● Excerpt provided
<<<<
Archive for the ‘Documentary’ Category

New Doc Qualifying Rules: Arguments, Notes, Questions

Tuesday, April 10th, 2007

Over at All These Wonderful Things, AJ Schnack writes in depth on a subject that has long been a source of contention and debate in the documentary community: The Academy’s rules for qualifying for the Oscars.

Probably the biggest change is “Rule IV.2“:

In addition to the Seven-Day Qualifying Exhibition, feature documentaries must complete a Multi-State Theatrical Rollout consisting of fourteen other exhibitions, as defined in Paragraph III.2, of at least three consecutive days each, at least twice daily, in any standard commercial format. These exhibitions must be distributed among ten or more states in the U.S. and must be completed by Thursday, November 15, 2007.

I was surprised when I first read about this rule (in John Sinno’s Open Letter to the Academy). Mainly, I wondered how many docs could actually qualify for such a thing; it seemed unrealistic. AJ, though, is in support of the new rule and he makes a very convincing argument in support of the new policy. Pragmatically, he notes that several films qualified this year and, philosophically, he argues that

if you weren’t hoping, weren’t planning, weren’t thinking all along that you’d have a real theatrical [run], then you shouldn’t be thinking Oscar.

I found myself surprised to agree with him. My only lingering question on the issue is whether these rules are actually more restrictive than those applied to narrative features. To the best of my understanding — and I could certainly be wrong on this — a film like Letters from Iwo Jima really only needs a one-week qualifying run in New York or L.A. to be considered for the Oscars. If this is the case, why hold docs to a different standard? It seems like the best way to maintain integrity in the process is to have narratives and docs follow the same rules.

Aside from this minor point, I only found myself disagreeing with AJ one one other issue — his support for the 35mm print requirement, which remains for docs short-listed for the Oscar. AJ writes:

Some filmmakers have complained that if your film is shortlisted, you must produce a 35mm film print, a costly process that is starting to seem unnecessary in the midst of the digital revolution. I find this complaint a bit hard to swallow, considering that just 6 years ago you couldn’t play a film festival without a print, but Apted says that it’s something the Documentary Branch is looking at, and that it’s conceivable that in the near future you wouldn’t have to have a print if you made the semifinals.

Actually, I think the 35mm print rule is a legitimate complaint.
>>>>
● What is expected
According to the post on the new documentary qualifying rules, by what date must the Multi-State Theatrical Rollout be completed?

Data lines
<<<<
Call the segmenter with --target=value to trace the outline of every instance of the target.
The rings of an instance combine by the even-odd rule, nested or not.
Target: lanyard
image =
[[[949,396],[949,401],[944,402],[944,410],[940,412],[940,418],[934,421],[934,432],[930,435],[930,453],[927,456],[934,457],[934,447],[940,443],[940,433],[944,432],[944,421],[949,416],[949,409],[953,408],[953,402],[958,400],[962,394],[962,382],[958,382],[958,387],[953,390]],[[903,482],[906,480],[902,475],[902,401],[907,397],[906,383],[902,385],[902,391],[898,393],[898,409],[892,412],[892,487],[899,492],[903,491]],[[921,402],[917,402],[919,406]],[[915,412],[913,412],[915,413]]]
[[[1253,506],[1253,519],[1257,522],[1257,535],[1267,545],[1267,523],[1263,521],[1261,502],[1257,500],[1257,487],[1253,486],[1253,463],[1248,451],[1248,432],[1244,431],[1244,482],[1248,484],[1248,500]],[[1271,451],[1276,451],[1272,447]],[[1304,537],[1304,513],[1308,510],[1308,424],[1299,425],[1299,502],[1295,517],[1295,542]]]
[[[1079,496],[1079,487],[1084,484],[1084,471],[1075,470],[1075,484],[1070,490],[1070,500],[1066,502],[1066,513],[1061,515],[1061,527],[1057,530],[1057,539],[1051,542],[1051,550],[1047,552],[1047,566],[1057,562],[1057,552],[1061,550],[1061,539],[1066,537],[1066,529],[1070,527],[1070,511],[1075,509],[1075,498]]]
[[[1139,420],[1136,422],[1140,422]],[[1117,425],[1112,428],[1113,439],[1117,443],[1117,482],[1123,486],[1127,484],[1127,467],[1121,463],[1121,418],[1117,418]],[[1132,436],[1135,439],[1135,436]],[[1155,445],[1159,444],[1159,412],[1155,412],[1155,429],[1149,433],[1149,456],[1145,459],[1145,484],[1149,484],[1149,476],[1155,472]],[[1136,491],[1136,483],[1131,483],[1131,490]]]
>>>>
● Worked solution
Thursday, November 15, 2007.